** Excerpted records follows **

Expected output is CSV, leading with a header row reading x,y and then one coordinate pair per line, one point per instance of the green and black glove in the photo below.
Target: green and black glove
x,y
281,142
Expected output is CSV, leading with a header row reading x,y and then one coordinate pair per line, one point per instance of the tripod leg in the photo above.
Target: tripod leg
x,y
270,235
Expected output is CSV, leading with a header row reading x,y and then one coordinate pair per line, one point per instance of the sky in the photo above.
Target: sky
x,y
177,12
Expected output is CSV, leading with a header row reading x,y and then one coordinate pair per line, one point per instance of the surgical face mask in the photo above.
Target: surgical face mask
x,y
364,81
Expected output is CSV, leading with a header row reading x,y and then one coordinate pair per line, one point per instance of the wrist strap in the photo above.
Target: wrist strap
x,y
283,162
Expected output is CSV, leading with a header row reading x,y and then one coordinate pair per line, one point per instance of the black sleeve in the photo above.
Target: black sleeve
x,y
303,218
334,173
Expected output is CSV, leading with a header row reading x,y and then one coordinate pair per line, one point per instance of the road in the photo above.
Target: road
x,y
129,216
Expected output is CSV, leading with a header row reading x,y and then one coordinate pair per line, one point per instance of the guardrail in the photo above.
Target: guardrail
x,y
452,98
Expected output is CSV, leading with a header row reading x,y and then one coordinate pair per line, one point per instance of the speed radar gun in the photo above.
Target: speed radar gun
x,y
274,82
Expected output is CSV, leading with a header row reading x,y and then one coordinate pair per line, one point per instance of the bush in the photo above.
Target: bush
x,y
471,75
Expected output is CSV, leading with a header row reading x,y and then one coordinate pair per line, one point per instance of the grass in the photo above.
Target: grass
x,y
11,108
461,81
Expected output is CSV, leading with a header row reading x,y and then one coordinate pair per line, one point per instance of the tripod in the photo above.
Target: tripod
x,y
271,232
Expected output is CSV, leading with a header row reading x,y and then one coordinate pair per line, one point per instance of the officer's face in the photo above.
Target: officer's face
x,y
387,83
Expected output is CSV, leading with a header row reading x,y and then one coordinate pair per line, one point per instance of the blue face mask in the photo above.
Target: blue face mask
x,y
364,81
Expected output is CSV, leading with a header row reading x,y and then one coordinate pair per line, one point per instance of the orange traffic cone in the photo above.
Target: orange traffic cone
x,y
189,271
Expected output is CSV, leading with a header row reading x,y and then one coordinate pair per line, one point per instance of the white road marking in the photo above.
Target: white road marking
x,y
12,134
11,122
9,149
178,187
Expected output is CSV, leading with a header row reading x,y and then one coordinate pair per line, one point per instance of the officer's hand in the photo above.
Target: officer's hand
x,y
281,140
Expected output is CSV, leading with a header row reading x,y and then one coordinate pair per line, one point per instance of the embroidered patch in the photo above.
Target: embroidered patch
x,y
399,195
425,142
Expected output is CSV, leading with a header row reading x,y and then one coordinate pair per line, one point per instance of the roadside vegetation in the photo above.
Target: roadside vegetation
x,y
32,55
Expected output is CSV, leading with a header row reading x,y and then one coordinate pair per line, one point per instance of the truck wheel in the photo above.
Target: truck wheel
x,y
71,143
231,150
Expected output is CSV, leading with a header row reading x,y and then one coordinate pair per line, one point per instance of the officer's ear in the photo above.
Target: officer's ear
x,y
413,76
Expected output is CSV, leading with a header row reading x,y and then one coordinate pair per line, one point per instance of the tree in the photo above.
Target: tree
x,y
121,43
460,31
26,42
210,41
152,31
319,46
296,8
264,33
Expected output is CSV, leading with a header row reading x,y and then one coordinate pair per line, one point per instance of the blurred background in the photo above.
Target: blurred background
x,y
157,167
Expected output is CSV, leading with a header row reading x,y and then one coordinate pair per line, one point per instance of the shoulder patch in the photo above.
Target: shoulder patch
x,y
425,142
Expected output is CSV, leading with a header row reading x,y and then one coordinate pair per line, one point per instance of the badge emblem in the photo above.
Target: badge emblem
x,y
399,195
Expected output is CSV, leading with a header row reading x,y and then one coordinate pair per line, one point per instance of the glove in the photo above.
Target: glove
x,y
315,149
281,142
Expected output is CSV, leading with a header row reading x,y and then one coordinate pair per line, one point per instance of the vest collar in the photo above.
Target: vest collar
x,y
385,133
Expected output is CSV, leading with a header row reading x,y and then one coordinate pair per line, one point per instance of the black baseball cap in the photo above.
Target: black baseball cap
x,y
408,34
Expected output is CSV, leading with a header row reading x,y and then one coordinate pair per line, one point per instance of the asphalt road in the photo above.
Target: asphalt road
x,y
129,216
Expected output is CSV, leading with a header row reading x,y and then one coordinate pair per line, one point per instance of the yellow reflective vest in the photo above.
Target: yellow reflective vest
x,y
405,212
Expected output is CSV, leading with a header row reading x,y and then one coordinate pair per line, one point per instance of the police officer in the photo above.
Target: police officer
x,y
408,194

** End of Excerpted records **

• **Directions for this task**
From top to bottom, reproduce the material exactly.

• **Exercise solution**
Expected output is CSV, leading with a header row reading x,y and then one coordinate pair per line, one point per instance of the green and black glove in the photo below.
Target: green and black glove
x,y
281,142
Expected output is CSV, leading with a header row reading x,y and then one coordinate pair per line, one point per instance of the tripod leg in the photo above.
Target: tripod leg
x,y
270,235
Expected output is CSV, leading with a header row reading x,y and then one coordinate pair per line, one point per instance of the sky in the photo above.
Target: sky
x,y
177,12
Expected output is CSV, leading with a header row reading x,y and then one coordinate pair per line, one point per instance of the surgical face mask in the photo above.
Target: surgical face mask
x,y
364,81
Expected output is CSV, leading with a header row reading x,y and then one coordinate pair per line, one point per instance of the wrist strap in the photo above.
Target: wrist strap
x,y
283,162
Expected output is CSV, leading with a header row reading x,y and then one coordinate pair per line, one point per instance of the black sleeve in the photo above.
Target: black sleeve
x,y
303,218
334,173
Expected output is CSV, leading with a header row reading x,y and then one coordinate pair per line, one point per instance of the road in the photo above.
Target: road
x,y
129,216
Expected output is CSV, leading with a header row reading x,y and then one coordinate pair per line, one point per instance of the guardrail in the photo above.
Target: guardrail
x,y
452,98
Expected output is CSV, leading with a header row reading x,y and then one coordinate pair per line, one point per instance of the speed radar gun in the photo above.
Target: speed radar gun
x,y
274,82
Expected output is CSV, leading with a header row reading x,y and then one coordinate pair per line, one point per instance of the bush in the photo above.
Target: bush
x,y
471,75
Expected output is CSV, leading with a header row reading x,y and then one coordinate pair per line, one point per instance of the grass in the photo above.
Target: grass
x,y
11,108
461,81
Expected output is CSV, leading with a header row reading x,y and then one coordinate pair per line, one point per instance of the tripod in the photo above.
Target: tripod
x,y
271,232
Expected output is CSV, leading with a header row reading x,y and then one coordinate pair per line, one point per instance of the officer's face in the photo above.
Target: officer's face
x,y
387,83
Expected output is CSV, leading with a header row reading x,y and then one coordinate pair per line, one point per instance of the blue face mask in the photo above.
Target: blue face mask
x,y
364,81
Expected output is CSV, leading with a header row reading x,y and then one coordinate pair per line, one point per instance of the orange traffic cone in the photo above.
Target: orange traffic cone
x,y
189,271
Expected output is CSV, leading with a header row reading x,y and then one coordinate pair per line, one point per instance of the white road marking in the photo above.
Target: white road marking
x,y
12,134
11,122
9,149
178,187
Expected output is CSV, leading with a header row reading x,y and then one coordinate pair per line, one point per instance of the officer's hand in the photo above.
Target: officer's hand
x,y
281,140
Expected output is CSV, leading with a header row reading x,y and then one coordinate pair per line, one point per instance of the embroidered patch in the photo above.
Target: embroidered patch
x,y
399,195
425,142
Expected output is CSV, leading with a header row reading x,y and then one coordinate pair per line, one point per instance of the roadside vegetation in the photo above.
Target: roadside vegetation
x,y
32,55
Expected output is CSV, leading with a header row reading x,y and then one coordinate pair per line, one point per instance of the truck wheel in the photo above.
Target: truck wheel
x,y
71,143
231,150
Expected output is CSV, leading with a header row reading x,y and then one coordinate pair per line, one point per instance of the officer's ear in the photo above.
Target: officer's ear
x,y
413,76
Expected output is CSV, leading with a header row reading x,y and then one coordinate pair per line, one point per instance of the tree in the photo above.
Target: tree
x,y
121,43
460,31
26,42
210,41
152,31
319,46
296,8
264,33
Expected output is CSV, leading with a header row reading x,y and then one coordinate pair per line, one point per instance of the blurred background in the photo above.
Target: blurred background
x,y
157,167
Expected output is CSV, leading with a header row reading x,y and then one coordinate pair per line, one point per instance of the shoulder patch in the photo above.
Target: shoulder patch
x,y
425,142
Expected output is CSV, leading with a header row reading x,y and then one coordinate pair per line, one point per instance of the badge emblem in the photo above.
Target: badge emblem
x,y
399,195
Expected output is CSV, leading with a header row reading x,y and then one coordinate pair per line, one point per instance of the glove in the photo above.
Target: glove
x,y
315,149
281,142
Expected output is CSV, leading with a header row reading x,y and then one coordinate pair per line, one point per instance of the vest collar in the photo above.
Target: vest collar
x,y
385,133
Expected output is CSV, leading with a header row reading x,y and then one coordinate pair per line, one point per instance of the black baseball cap in the photo above.
Target: black baseball cap
x,y
408,34
Expected output is CSV, leading with a header row reading x,y and then one coordinate pair per line, one point per instance of the asphalt road in the photo above.
Target: asphalt road
x,y
129,216
Expected output is CSV, leading with a header row reading x,y and then one coordinate pair per line, one point per instance of the yellow reflective vest in the photo above.
Target: yellow reflective vest
x,y
405,212
Expected output is CSV, leading with a header row reading x,y and then one coordinate pair per line, one point per instance of the police officer in the photo above.
Target: police officer
x,y
408,194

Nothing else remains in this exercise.